:: Objetivo indicado A ::
Localize na listagem todas as linhas em que aparece a palavra "muddy" e copie-as.
══ Excerto do documento
Como essa experiência influenciou a sua visão sobre a justiça em Portugal?
O CSM é o órgão que gere e disciplina os juízes, e a maior parte dos seus membros é da magistratura. O que percebi, ao trabalhar lá, é que os juízes em Portugal são, em regra, altamente independentes, íntegros e rigorosos. Contrariamente à perceção geral, estão sujeitos a um escrutínio constante, tanto através dos recursos das suas decisões, como das inspeções periódicas ao seu desempenho. Há monitorização dos atrasos processuais e podem existir consequências disciplinares.
A maior surpresa para mim foi perceber que os juízes são muito mais compreensivos e humanistas do que a visão que muitas vezes temos enquanto advogados. São também muito abertos à inovação e à utilização de novas ferramentas tecnológicas.

Com cerca de 20 anos de experiência, que balanço faz do seu percurso?
Sinto-me muito orgulhosa do meu percurso e dos objetivos que alcancei. Se pudesse voltar atrás, não mudaria nada.
Sempre tive curiosidade e vontade de aprender. O facto de ter passado pela advocacia, por gabinetes ministeriais e pelo CSM obrigou-me a adaptar-me a diferentes ambientes e formas de trabalhar. Conheci várias equipas, lidei com diferentes chefias, clientes, cidadãos e magistrados. Cada experiência acrescentou algo de novo e permitiu-me ter uma visão mais ampla e diversificada das matérias jurídicas e do funcionamento dos setores público e privado.
Se há algo que acredito que caracteriza o meu percurso, é a resiliência e a capacidade de superação. As diferentes experiências foram desafiantes, mas trouxeram um enorme crescimento pessoal e profissional.
Qual foi o melhor conselho que lhe deram ao longo da sua carreira?
Lembro-me sempre de um conselho que recebi quando jogava basquetebol federado. Um treinador disse-me antes de um jogo importante: “Olha para o amanhã como o próximo cesto que tens de marcar. Não te preocupes com os cestos que falhaste, nem te deslumbres com os que já marcaste.”
Transponho isso para a minha vida profissional: cada dia é uma nova oportunidade, aprendo com os erros, mas não fico presa ao passado, e não me deslumbro com as conquistas.
════
══ Registos guardados
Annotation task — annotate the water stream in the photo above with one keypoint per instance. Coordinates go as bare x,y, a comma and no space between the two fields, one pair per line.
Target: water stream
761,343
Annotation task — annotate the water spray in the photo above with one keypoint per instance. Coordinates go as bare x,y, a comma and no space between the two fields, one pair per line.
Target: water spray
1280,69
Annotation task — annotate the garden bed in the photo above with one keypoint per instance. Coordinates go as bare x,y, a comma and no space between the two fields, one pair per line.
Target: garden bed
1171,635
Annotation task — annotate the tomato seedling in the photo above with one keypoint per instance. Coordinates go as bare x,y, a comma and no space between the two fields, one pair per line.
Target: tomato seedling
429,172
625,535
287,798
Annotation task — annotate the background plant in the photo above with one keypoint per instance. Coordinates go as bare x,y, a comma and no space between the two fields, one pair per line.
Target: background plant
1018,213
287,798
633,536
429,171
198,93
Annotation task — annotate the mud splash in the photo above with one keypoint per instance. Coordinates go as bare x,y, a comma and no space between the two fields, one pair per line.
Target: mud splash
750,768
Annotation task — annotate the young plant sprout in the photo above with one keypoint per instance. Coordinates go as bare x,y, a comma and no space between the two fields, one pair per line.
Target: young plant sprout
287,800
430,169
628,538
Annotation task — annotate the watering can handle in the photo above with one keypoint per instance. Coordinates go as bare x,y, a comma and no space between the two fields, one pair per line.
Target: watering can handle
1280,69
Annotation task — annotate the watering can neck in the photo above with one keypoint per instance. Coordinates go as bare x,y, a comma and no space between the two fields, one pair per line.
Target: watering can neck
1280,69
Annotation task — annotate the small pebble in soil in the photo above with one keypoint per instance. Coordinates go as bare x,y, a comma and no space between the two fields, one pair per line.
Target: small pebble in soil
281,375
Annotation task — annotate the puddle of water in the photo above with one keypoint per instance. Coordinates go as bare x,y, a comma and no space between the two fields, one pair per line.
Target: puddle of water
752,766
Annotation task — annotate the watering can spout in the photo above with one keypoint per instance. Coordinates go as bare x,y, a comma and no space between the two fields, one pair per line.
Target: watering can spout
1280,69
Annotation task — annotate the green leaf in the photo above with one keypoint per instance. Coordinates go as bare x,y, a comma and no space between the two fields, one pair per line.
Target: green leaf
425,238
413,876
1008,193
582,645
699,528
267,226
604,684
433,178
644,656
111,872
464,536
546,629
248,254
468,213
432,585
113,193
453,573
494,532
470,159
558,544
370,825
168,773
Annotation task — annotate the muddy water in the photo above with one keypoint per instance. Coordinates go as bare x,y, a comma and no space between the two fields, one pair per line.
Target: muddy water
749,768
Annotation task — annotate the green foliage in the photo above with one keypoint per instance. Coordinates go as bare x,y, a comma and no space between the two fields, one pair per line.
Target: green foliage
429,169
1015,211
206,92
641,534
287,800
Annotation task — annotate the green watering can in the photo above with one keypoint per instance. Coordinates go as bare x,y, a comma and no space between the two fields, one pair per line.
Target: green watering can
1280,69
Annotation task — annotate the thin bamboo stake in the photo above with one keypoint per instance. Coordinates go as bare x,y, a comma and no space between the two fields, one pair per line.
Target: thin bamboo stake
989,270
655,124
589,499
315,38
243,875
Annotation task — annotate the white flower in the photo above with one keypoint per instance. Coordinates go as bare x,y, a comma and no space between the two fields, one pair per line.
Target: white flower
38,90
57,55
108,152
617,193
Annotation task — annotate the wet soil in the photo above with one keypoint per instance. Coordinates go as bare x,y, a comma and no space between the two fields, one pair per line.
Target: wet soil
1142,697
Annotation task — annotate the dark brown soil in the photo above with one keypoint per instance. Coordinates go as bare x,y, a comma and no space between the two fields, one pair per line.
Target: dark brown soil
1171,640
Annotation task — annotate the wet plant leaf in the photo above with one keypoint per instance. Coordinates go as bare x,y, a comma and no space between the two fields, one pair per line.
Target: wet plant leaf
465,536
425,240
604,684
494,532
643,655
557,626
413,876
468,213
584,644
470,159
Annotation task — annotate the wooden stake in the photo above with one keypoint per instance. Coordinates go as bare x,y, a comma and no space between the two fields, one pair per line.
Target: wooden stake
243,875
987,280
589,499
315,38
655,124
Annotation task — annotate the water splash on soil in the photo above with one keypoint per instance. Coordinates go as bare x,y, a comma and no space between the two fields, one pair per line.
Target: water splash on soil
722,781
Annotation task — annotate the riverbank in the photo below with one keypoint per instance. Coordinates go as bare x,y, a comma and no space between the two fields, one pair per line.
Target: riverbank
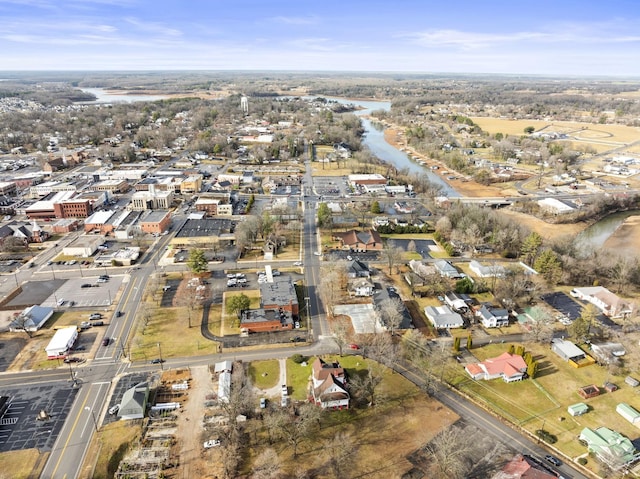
462,185
625,240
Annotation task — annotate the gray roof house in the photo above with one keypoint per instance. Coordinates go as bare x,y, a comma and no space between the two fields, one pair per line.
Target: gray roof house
134,402
567,350
442,317
493,318
31,319
446,269
357,269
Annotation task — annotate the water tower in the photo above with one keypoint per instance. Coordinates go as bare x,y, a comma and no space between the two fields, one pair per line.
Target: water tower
244,104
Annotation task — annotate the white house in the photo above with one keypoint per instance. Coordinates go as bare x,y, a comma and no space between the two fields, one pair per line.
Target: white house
486,271
493,318
609,303
61,342
442,317
328,385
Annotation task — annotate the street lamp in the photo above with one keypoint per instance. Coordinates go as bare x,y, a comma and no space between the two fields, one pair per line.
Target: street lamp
95,423
160,354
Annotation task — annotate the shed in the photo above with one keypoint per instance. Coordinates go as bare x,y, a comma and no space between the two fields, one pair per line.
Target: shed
134,402
578,409
631,381
589,391
567,350
628,412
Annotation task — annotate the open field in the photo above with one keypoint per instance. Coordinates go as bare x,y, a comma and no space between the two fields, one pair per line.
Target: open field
549,395
583,131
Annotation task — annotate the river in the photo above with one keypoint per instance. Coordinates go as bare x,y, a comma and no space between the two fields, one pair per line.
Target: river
374,140
597,234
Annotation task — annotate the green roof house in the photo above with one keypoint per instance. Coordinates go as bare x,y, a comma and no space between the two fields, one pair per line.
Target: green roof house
578,409
609,446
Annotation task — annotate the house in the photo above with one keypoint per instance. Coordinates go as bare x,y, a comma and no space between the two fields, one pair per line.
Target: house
521,467
361,287
360,241
578,409
609,446
357,269
509,367
628,412
492,270
31,319
609,303
442,317
447,270
567,350
493,318
328,385
134,402
456,301
608,352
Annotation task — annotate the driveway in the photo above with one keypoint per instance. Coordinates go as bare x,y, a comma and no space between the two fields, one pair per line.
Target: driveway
363,317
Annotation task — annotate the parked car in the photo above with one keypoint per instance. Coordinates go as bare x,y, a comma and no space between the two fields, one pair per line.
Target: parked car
553,460
72,359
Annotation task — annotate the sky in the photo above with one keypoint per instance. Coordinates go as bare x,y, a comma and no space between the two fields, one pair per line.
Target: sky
561,37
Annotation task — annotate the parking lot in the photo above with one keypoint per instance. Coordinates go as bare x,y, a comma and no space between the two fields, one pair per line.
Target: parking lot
336,186
95,295
21,429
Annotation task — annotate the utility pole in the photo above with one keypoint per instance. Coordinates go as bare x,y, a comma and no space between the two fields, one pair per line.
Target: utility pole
95,423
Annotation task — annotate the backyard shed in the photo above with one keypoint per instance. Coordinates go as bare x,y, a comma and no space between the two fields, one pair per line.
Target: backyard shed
628,412
567,350
578,409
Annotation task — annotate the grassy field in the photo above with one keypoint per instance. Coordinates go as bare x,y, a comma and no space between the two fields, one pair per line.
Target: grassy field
169,327
544,401
264,374
584,131
20,464
378,438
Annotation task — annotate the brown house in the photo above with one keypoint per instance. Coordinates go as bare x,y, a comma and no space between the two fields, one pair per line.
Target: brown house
360,241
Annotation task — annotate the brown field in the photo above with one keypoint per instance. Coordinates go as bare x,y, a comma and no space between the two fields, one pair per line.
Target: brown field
586,131
626,239
544,229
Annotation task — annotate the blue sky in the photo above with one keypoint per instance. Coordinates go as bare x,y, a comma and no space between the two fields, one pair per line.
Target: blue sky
495,36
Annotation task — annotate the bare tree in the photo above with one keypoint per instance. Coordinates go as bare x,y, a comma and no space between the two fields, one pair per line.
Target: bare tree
391,310
450,452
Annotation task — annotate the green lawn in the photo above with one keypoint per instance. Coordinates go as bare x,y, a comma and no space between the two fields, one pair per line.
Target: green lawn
264,374
544,402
════
:: Objetivo indicado B ::
Reescreva o trecho da entrevista que vai de "Lembro-me sempre de" até "com as conquistas.", trocando "treinador" por "mentor".

:: Resposta completa A ::
Annotation task — annotate the muddy water in the photo above with one keypoint per instance. Coordinates go as bare x,y, a comma and no space between the two fields, one pair per line.
Target: muddy water

:: Resposta completa B ::
Lembro-me sempre de um conselho que recebi quando jogava basquetebol federado. Um mentor disse-me antes de um jogo importante: “Olha para o amanhã como o próximo cesto que tens de marcar. Não te preocupes com os cestos que falhaste, nem te deslumbres com os que já marcaste.”
Transponho isso para a minha vida profissional: cada dia é uma nova oportunidade, aprendo com os erros, mas não fico presa ao passado, e não me deslumbro com as conquistas.